> _WHAT THE EXERCISE ASKS_
Locate every line in the following listing that contains the word "below" and copy each of those lines out in full.

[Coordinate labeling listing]
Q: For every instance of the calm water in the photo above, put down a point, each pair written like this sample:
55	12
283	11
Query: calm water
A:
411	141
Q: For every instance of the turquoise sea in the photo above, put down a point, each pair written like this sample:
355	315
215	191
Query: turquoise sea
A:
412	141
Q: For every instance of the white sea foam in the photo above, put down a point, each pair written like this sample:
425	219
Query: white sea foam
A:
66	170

---

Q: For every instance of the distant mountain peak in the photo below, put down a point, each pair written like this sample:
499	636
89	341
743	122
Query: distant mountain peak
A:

--

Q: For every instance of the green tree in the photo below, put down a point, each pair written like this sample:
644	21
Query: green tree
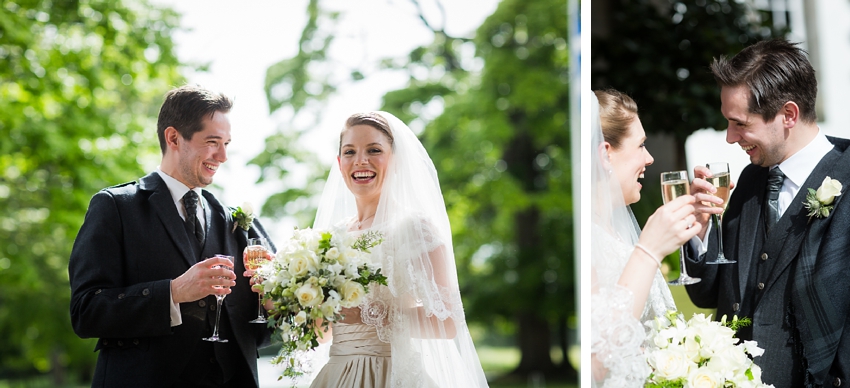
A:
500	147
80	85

> _SOLVED PROBLEM_
Q: For every instance of the distant mountain peak in the photo below, put down a point, each pair written like this sample:
Q: For every instance of the green tree in the photo below, put down a point, each pair written like this sample:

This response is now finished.